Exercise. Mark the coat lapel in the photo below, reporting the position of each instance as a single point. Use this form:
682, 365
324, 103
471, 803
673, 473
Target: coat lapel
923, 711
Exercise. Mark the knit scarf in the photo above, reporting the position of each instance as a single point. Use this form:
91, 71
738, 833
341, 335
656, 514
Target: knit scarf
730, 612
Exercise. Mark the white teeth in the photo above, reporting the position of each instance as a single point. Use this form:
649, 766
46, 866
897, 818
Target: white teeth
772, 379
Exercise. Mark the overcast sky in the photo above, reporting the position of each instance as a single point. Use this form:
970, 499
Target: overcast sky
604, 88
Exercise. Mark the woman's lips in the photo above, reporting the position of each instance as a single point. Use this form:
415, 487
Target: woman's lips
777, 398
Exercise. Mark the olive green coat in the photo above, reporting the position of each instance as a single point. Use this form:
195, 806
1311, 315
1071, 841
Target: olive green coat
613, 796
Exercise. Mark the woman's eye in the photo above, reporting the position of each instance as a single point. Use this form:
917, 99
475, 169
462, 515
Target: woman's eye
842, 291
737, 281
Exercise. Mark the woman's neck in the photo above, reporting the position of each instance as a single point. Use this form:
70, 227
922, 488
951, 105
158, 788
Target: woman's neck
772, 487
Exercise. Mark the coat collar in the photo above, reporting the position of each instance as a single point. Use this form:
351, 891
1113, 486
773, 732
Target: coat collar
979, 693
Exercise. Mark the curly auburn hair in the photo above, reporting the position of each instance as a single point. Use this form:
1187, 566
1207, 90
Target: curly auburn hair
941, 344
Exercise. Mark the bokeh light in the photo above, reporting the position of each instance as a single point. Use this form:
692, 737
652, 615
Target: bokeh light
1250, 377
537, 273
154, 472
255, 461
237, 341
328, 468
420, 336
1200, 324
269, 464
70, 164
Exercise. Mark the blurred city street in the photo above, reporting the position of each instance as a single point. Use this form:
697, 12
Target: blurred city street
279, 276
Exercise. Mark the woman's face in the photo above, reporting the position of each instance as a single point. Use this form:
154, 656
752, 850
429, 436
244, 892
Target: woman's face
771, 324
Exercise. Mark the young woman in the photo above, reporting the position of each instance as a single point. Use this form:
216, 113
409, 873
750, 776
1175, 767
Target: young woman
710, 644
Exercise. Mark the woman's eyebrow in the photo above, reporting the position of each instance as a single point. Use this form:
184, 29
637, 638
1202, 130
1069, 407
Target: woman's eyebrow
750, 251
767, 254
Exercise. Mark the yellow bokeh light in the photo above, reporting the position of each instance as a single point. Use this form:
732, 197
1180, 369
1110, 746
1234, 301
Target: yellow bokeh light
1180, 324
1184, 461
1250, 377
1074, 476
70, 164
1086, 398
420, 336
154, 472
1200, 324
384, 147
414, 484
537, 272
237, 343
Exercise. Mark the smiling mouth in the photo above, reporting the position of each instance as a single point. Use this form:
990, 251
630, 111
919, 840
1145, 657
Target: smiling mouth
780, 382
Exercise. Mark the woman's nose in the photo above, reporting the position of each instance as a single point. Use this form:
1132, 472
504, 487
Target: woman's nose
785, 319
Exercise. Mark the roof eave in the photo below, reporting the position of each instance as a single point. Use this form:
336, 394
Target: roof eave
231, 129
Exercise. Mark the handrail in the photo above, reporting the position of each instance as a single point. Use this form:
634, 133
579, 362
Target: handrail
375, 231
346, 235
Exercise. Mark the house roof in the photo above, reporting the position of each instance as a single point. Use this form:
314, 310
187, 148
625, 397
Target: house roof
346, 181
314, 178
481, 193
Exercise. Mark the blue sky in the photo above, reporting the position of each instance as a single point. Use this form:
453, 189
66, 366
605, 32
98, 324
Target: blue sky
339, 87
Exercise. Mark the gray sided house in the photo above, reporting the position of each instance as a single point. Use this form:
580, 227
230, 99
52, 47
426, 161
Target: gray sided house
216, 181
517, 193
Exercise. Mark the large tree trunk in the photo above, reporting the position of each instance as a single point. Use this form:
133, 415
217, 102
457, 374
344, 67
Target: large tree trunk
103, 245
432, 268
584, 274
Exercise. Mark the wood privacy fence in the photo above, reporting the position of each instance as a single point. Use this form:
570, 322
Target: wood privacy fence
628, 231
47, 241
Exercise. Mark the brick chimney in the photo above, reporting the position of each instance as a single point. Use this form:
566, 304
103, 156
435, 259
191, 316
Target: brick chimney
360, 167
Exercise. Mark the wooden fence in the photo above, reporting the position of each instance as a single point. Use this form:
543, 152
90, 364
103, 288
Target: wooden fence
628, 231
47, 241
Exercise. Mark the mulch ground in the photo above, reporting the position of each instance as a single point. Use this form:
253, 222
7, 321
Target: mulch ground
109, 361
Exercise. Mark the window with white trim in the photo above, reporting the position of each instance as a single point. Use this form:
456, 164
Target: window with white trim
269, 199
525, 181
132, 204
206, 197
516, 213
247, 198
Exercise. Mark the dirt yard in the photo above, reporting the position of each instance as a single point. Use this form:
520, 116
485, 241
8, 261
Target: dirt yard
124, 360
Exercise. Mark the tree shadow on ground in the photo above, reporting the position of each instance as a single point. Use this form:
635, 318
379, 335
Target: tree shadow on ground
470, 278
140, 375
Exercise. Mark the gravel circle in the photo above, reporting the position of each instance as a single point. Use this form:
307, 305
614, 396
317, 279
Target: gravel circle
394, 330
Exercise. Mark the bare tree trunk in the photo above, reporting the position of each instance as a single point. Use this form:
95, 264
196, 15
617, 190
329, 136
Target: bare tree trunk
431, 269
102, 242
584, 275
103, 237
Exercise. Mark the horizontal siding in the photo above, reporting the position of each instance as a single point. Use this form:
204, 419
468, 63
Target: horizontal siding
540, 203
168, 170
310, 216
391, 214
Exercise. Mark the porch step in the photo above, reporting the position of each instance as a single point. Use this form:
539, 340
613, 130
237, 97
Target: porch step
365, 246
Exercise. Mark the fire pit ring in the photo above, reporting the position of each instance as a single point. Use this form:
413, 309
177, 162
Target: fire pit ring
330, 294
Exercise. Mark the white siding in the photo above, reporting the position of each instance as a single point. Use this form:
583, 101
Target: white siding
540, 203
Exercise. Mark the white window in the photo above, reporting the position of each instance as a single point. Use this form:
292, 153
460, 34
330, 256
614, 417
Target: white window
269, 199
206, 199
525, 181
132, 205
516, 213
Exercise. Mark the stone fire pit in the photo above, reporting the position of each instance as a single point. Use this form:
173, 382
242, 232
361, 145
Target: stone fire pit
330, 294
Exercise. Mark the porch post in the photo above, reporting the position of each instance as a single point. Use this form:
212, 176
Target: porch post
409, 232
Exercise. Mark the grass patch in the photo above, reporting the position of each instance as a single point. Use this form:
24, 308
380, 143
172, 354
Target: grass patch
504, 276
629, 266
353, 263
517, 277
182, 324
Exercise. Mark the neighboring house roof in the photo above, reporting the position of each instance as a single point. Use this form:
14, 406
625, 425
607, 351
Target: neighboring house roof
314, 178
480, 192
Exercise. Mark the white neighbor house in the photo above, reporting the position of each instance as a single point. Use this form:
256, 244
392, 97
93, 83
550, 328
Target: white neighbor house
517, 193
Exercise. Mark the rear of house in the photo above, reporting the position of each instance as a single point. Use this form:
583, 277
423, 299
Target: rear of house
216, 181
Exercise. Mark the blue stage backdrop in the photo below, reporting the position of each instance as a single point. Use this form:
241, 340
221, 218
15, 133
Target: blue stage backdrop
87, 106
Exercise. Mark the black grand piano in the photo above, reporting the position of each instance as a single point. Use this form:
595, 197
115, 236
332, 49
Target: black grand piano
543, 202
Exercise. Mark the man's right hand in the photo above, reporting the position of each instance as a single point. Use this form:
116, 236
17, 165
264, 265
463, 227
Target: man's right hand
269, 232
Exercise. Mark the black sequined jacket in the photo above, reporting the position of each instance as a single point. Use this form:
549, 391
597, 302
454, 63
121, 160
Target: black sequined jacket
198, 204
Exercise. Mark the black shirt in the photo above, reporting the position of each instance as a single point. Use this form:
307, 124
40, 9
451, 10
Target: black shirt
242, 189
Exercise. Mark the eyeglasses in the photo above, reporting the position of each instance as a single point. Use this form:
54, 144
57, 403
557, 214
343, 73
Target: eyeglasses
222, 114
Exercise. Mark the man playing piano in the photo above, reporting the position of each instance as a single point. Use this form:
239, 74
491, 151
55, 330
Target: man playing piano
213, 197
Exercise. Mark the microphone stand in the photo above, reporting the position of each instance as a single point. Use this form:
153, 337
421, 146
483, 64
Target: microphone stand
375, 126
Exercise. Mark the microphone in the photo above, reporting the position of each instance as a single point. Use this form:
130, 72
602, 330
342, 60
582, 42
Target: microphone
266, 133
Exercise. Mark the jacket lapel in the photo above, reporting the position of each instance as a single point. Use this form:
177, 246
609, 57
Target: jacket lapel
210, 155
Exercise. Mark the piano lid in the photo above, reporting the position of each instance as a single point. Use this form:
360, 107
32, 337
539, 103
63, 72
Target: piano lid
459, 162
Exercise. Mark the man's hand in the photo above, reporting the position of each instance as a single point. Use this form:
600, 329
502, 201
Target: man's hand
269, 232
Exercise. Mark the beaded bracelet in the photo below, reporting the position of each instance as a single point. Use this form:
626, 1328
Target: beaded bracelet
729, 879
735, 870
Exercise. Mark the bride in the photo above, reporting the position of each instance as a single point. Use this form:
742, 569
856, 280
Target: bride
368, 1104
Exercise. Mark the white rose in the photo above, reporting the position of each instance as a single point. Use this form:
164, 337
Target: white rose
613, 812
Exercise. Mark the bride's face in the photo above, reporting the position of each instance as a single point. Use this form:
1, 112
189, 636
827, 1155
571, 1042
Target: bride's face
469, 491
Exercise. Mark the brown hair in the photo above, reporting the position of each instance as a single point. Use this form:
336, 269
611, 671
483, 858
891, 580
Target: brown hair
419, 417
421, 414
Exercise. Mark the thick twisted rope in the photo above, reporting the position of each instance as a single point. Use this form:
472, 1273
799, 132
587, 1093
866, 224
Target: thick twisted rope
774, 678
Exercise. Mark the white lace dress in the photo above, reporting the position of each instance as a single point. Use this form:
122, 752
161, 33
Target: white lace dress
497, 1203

#### [What you should do]
Check every line above for the string "below" and copy those that have it.

#### [Task solution]
Exercise. Mark the coat lapel in the photo below, reporting the position of each instance as a single point. Use this form:
Exercise. Mark the roof eave in the photo below, reporting the position of each instance as a single point. Use this form:
Exercise. Mark the blue stage backdrop in the photo below, reporting the position of each instance as a single point. Use this form:
Exercise. Mark the beaded bracelet in the photo below, reporting the position of each instance as a single point. Use this form:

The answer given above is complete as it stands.